Natural-language object grounding data:
* * * * * * * * *
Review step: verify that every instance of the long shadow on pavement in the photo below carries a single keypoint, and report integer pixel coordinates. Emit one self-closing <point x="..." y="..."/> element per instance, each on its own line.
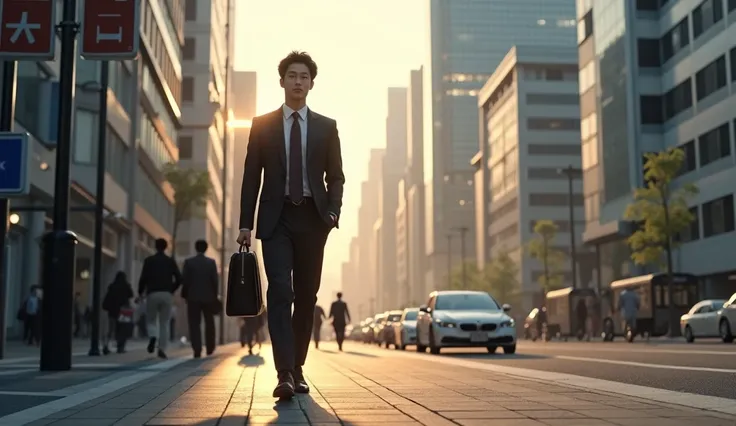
<point x="252" y="360"/>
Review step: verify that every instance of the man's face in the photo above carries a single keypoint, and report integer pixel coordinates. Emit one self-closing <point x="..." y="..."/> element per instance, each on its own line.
<point x="297" y="81"/>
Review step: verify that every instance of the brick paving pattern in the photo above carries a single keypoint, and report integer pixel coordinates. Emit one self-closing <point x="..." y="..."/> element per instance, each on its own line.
<point x="355" y="388"/>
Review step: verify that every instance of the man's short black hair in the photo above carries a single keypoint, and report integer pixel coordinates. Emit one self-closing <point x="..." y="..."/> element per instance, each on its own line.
<point x="200" y="246"/>
<point x="296" y="57"/>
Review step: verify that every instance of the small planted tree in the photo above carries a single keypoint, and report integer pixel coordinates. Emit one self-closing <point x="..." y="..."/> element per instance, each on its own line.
<point x="541" y="248"/>
<point x="502" y="275"/>
<point x="662" y="211"/>
<point x="191" y="190"/>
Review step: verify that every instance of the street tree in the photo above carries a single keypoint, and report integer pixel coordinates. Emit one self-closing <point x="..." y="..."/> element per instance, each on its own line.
<point x="541" y="249"/>
<point x="191" y="190"/>
<point x="661" y="210"/>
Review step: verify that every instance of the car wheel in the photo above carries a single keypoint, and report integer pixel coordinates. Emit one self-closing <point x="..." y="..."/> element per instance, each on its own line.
<point x="689" y="334"/>
<point x="725" y="330"/>
<point x="509" y="350"/>
<point x="433" y="348"/>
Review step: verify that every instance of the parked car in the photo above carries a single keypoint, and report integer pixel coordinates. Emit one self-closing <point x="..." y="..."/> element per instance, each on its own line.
<point x="727" y="320"/>
<point x="405" y="330"/>
<point x="464" y="319"/>
<point x="701" y="320"/>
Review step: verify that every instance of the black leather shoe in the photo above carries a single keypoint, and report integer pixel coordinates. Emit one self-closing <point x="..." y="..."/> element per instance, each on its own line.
<point x="285" y="388"/>
<point x="300" y="385"/>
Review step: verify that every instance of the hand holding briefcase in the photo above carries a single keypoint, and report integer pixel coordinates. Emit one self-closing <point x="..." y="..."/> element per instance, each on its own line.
<point x="244" y="292"/>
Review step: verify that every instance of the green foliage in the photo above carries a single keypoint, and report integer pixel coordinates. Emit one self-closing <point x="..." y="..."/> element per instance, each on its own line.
<point x="541" y="249"/>
<point x="498" y="277"/>
<point x="191" y="189"/>
<point x="660" y="208"/>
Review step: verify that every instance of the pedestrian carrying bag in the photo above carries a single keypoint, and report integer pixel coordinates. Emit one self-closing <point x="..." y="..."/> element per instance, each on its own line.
<point x="244" y="296"/>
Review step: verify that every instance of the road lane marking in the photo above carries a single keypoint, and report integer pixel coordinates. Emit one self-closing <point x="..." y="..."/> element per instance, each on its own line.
<point x="84" y="393"/>
<point x="560" y="347"/>
<point x="685" y="399"/>
<point x="647" y="365"/>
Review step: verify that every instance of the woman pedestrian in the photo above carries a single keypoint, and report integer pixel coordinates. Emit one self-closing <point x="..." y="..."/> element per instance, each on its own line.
<point x="119" y="312"/>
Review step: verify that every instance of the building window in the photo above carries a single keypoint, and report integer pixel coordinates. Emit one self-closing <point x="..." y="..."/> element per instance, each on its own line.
<point x="190" y="48"/>
<point x="85" y="136"/>
<point x="678" y="100"/>
<point x="190" y="12"/>
<point x="185" y="146"/>
<point x="585" y="27"/>
<point x="651" y="109"/>
<point x="187" y="89"/>
<point x="564" y="124"/>
<point x="648" y="51"/>
<point x="553" y="200"/>
<point x="711" y="78"/>
<point x="714" y="144"/>
<point x="587" y="77"/>
<point x="690" y="163"/>
<point x="709" y="13"/>
<point x="718" y="216"/>
<point x="675" y="40"/>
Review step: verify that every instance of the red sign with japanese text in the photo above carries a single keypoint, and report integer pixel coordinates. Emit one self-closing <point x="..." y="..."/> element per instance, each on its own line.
<point x="109" y="29"/>
<point x="27" y="29"/>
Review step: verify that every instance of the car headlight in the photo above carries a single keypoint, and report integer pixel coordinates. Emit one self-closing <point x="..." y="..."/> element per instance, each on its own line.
<point x="508" y="323"/>
<point x="445" y="324"/>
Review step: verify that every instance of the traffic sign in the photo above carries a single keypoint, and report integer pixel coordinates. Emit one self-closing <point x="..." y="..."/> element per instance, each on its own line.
<point x="110" y="29"/>
<point x="14" y="164"/>
<point x="27" y="29"/>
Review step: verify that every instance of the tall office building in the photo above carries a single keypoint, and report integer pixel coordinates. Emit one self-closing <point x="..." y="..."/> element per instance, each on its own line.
<point x="202" y="141"/>
<point x="469" y="38"/>
<point x="394" y="164"/>
<point x="655" y="75"/>
<point x="410" y="212"/>
<point x="144" y="113"/>
<point x="530" y="131"/>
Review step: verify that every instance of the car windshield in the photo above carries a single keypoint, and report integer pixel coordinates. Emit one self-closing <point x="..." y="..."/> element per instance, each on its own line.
<point x="411" y="316"/>
<point x="466" y="302"/>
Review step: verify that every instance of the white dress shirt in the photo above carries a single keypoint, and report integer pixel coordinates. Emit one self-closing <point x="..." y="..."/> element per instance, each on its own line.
<point x="288" y="122"/>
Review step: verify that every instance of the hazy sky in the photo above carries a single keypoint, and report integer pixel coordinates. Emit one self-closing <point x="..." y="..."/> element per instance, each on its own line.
<point x="361" y="49"/>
* * * * * * * * *
Exercise prompt: Without including a single picture, restate all of the data word for word.

Response below:
Review step: verify that every instance of the long shadow on pavement in the photo below carries a single keypoint, and report integer pixel coordinates. Emit one self-closing <point x="..." y="..."/> element per instance, each on its own line.
<point x="252" y="360"/>
Review step: verify that every instance of the man's face in the photo above carries a single keypoint, and report integer pixel coordinates. Emit one self-closing <point x="..." y="..."/> element per instance, each on its own line.
<point x="297" y="81"/>
Review step: verify that every instance of the brick paving pattern in the photo above carries a single keypoint, and report integer pixel coordinates. Emit one self-closing <point x="..." y="..."/> element per instance, each on its own line.
<point x="355" y="388"/>
Review step: verify that every instance of the man's short black hair in the photo above carries a single keypoint, and report integer pixel coordinates. Emit one self-closing <point x="..." y="..."/> element per instance, each on its own line.
<point x="200" y="246"/>
<point x="296" y="57"/>
Review step: verify that every instance of the small planted tree in the photo above carries a single keypoint, and report integer pixel coordinates. Emit one self-closing <point x="..." y="..."/> element per instance, each on its own line.
<point x="541" y="248"/>
<point x="502" y="275"/>
<point x="662" y="211"/>
<point x="191" y="190"/>
Review step: verify that every instance of the street tree in the photo above carries a single keypoint, and report integer pixel coordinates. Emit one self-closing <point x="..." y="..."/> element per instance, each on its own line.
<point x="541" y="249"/>
<point x="191" y="190"/>
<point x="661" y="210"/>
Review step: verify that every instance of the car wheel in the photo above carries a single keypoint, and report integer pixel coordinates. Emit one self-closing <point x="..." y="..."/> element per instance, each on its own line.
<point x="689" y="334"/>
<point x="725" y="330"/>
<point x="509" y="350"/>
<point x="433" y="348"/>
Review step: verify that every instance of the parked car in the photo above carries a single keypoint, and report integer pixel coordinates. Emit one self-closing <point x="..." y="..."/> element per instance, each on its own line.
<point x="727" y="320"/>
<point x="405" y="330"/>
<point x="464" y="319"/>
<point x="701" y="320"/>
Review step: verify that every instance of the black leather shoe in the photo above carries a single keypoint, and report integer pixel coordinates. Emit one self-closing <point x="..." y="..."/> element per instance, each on its own line.
<point x="285" y="388"/>
<point x="300" y="385"/>
Review step: verify that every instance of the hand holding briefcase in the photo above carries a single keypoint, and report integer pixel coordinates. Emit one self-closing <point x="..." y="..."/> element per instance, each on its own line.
<point x="244" y="292"/>
Review step: verify that every instance of the green foliage in the photo above carries a single keypoint, and report integer pixel coordinates. Emit one self-closing <point x="..." y="..."/> element per instance, each on its own line.
<point x="541" y="249"/>
<point x="498" y="277"/>
<point x="191" y="189"/>
<point x="660" y="208"/>
Review step: verify that every instance of the pedestrian carrying bag in the photo above carries a single keypoint, and report integer pixel coordinates. Emit one self-closing <point x="..." y="..."/> element per instance, each on its own line.
<point x="244" y="296"/>
Review step: verify that every instance of the road lane marking in the photo above carries a single keypoint, and report integer pixel coordinates. Emit one self-closing <point x="..." y="..."/> element per instance, each on its own line.
<point x="84" y="393"/>
<point x="560" y="347"/>
<point x="685" y="399"/>
<point x="647" y="365"/>
Review step: verify that every instance of the woman pedestrian in the photo above carries a single keypoint, and report integer pixel coordinates. Emit one self-closing <point x="..." y="..."/> element per instance, each on its own line.
<point x="119" y="312"/>
Review step: verify that every instance of the building window in the photo above carries a single keypoint, and report integer pixel coordinates. Emit one self-closing <point x="..." y="..."/> element per instance, each on its own line.
<point x="190" y="48"/>
<point x="85" y="136"/>
<point x="678" y="100"/>
<point x="190" y="12"/>
<point x="185" y="146"/>
<point x="585" y="27"/>
<point x="651" y="109"/>
<point x="187" y="89"/>
<point x="564" y="124"/>
<point x="648" y="51"/>
<point x="553" y="200"/>
<point x="711" y="78"/>
<point x="714" y="144"/>
<point x="587" y="77"/>
<point x="690" y="163"/>
<point x="709" y="13"/>
<point x="718" y="216"/>
<point x="675" y="40"/>
Review step: verify that every instance of the red sign with japanese text in the photo above carries a single keypoint, and report integer pixel coordinates. Emit one self-closing <point x="..." y="..."/> element per instance, each on its own line.
<point x="109" y="29"/>
<point x="27" y="29"/>
Review step: verify that every instance of the car headlight in the photo above carries a single keypoint, and report integer pixel coordinates. Emit one self-closing <point x="..." y="..."/> element per instance, each on its own line.
<point x="508" y="323"/>
<point x="445" y="324"/>
Review step: verify that every instance of the traffic sign in the photo above carries a single keypoint, and report integer pixel coordinates. Emit one self-closing <point x="..." y="..."/> element per instance, each on its own line.
<point x="110" y="29"/>
<point x="14" y="164"/>
<point x="27" y="29"/>
Review step: verify that every instance of the tall office building in the photo above carries a single keypoint, and report integer pixel coordinates. Emit one self-closing <point x="..." y="..."/> element per instance, each on its own line.
<point x="202" y="141"/>
<point x="469" y="38"/>
<point x="394" y="164"/>
<point x="655" y="75"/>
<point x="410" y="212"/>
<point x="144" y="113"/>
<point x="530" y="131"/>
Review step: verify that every instance of the car windshield in the photo above carries a single keypoint, and report integer pixel coordinates. Emit one self-closing <point x="..." y="..."/> element per instance, each on its own line.
<point x="411" y="316"/>
<point x="466" y="302"/>
Review step: verify that every instance of the white dress shirt in the photo above carries a single keypoint, and report integer pixel coordinates. Emit one self-closing <point x="..." y="..."/> element per instance, each on its own line.
<point x="288" y="122"/>
Review step: verify that every instance of the hazy sky in the photo above carries a single keypoint, and report integer pixel coordinates. Emit one self-closing <point x="..." y="..."/> element per instance, each on its own line.
<point x="361" y="49"/>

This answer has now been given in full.